**Material for this exercise**
-- -- --

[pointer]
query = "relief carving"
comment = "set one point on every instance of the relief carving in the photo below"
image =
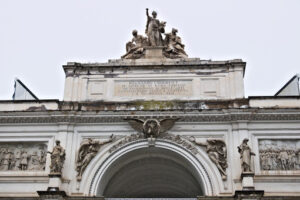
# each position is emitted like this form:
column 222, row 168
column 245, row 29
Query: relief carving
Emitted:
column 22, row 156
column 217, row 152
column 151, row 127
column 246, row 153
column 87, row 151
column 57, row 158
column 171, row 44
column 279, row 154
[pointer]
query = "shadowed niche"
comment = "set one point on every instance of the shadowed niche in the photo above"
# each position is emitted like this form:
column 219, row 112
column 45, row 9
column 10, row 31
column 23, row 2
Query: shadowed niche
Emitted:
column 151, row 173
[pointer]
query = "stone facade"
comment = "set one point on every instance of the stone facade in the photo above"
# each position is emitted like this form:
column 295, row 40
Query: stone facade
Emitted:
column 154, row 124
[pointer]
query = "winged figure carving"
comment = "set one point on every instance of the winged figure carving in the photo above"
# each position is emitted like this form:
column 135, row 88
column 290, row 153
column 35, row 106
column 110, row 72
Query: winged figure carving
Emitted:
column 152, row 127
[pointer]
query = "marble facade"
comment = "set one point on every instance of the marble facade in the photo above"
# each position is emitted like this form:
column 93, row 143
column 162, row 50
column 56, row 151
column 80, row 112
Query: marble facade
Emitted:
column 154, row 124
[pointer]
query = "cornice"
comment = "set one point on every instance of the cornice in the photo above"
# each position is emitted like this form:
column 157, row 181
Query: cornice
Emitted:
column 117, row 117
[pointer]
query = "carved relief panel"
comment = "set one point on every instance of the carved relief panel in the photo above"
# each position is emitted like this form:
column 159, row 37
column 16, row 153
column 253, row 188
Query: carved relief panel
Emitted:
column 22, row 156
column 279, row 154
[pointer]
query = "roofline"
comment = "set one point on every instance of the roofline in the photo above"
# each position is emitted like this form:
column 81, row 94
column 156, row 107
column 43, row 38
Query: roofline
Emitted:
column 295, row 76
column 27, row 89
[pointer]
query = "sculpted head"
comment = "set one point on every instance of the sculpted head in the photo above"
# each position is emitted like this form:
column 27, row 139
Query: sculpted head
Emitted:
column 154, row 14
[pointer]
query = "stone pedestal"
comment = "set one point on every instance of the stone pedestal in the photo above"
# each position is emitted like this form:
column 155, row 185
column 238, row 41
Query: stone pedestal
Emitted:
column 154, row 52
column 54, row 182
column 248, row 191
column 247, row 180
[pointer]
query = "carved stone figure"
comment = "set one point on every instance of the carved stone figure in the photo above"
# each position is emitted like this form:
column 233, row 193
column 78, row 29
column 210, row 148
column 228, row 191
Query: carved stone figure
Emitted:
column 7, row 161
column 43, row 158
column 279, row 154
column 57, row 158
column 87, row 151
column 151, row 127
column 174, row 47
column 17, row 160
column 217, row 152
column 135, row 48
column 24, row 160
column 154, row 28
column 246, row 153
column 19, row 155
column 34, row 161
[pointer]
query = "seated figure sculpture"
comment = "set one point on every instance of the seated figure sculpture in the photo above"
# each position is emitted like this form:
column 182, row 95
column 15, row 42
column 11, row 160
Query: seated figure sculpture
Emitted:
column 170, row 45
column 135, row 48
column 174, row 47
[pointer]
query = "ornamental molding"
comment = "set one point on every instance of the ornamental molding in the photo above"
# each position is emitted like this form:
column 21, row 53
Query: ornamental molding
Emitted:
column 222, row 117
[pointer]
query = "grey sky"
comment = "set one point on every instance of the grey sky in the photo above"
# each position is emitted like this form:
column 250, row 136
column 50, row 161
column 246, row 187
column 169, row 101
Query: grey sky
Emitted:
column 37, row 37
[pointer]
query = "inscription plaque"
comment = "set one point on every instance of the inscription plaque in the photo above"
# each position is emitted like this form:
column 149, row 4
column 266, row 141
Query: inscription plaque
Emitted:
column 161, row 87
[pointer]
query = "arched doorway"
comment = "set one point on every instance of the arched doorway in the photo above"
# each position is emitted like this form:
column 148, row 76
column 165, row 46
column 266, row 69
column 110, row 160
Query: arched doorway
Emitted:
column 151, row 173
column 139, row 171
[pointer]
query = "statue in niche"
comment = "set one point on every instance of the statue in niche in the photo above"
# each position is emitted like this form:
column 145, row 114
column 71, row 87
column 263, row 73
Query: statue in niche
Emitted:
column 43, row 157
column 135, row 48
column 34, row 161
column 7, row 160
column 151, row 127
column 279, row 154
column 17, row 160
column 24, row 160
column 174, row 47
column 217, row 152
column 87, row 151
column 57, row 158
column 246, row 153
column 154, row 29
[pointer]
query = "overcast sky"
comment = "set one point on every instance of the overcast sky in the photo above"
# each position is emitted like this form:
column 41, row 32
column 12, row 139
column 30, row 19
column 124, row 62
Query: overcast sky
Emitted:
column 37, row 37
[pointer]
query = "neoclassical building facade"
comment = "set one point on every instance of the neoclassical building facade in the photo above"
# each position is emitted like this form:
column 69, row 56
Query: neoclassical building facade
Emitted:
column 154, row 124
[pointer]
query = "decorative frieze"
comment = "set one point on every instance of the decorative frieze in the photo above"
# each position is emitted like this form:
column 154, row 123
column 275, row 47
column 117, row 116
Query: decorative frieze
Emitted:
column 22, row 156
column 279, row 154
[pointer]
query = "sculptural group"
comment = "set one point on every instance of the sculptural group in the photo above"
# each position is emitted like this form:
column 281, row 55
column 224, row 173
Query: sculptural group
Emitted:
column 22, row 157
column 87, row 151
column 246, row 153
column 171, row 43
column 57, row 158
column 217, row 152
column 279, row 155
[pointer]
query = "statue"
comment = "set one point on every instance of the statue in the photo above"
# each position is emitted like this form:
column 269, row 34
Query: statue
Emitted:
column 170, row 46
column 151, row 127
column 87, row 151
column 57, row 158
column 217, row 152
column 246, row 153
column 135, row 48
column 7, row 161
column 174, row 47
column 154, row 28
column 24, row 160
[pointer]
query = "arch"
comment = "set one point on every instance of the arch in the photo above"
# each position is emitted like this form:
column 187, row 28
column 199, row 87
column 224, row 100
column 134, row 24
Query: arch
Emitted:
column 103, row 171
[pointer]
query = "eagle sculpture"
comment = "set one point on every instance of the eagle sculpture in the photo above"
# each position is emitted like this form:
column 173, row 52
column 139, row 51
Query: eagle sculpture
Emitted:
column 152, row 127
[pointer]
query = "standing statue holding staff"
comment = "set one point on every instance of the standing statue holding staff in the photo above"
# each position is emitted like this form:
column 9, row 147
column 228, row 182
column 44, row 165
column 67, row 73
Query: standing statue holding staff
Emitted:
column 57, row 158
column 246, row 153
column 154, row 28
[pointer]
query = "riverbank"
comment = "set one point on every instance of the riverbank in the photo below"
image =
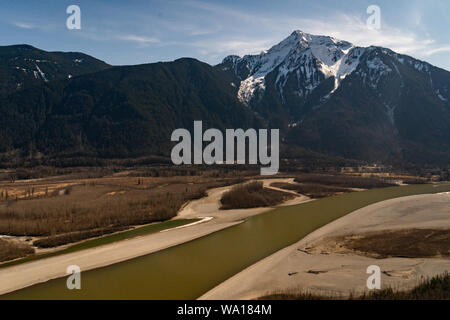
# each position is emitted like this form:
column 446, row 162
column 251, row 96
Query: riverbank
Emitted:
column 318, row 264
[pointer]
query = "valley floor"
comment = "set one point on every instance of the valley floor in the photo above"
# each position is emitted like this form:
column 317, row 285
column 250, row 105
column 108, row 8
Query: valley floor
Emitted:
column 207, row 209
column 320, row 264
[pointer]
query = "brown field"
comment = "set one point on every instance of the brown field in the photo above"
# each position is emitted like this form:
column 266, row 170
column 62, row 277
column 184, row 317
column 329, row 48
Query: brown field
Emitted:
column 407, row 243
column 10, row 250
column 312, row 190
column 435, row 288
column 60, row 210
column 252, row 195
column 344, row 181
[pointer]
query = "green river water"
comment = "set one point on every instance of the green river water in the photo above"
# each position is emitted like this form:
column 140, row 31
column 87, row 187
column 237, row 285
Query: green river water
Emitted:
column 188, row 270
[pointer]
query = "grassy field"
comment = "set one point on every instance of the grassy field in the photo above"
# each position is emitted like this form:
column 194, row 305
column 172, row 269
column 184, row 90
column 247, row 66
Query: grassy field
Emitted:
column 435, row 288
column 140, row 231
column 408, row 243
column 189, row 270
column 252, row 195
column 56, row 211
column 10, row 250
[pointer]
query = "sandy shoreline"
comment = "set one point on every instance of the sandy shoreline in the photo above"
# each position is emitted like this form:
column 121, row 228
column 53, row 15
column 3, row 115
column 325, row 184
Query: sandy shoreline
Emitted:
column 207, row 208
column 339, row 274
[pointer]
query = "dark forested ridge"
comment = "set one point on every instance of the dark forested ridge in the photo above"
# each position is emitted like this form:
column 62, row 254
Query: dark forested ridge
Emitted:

-- -- --

**Directions for this task**
Print exactly the lines above, between the one holding "Query: valley floor" and the one holding "Query: brown field", inclusive, and nothing besides.

**Response to the exercise**
Query: valley floor
Emitted:
column 207, row 209
column 320, row 264
[pointer]
query = "brown field"
comment = "set one point on every instance of the brown field in the photo above"
# each position is emitted like this form:
column 266, row 170
column 62, row 277
column 184, row 317
column 329, row 48
Query: brown field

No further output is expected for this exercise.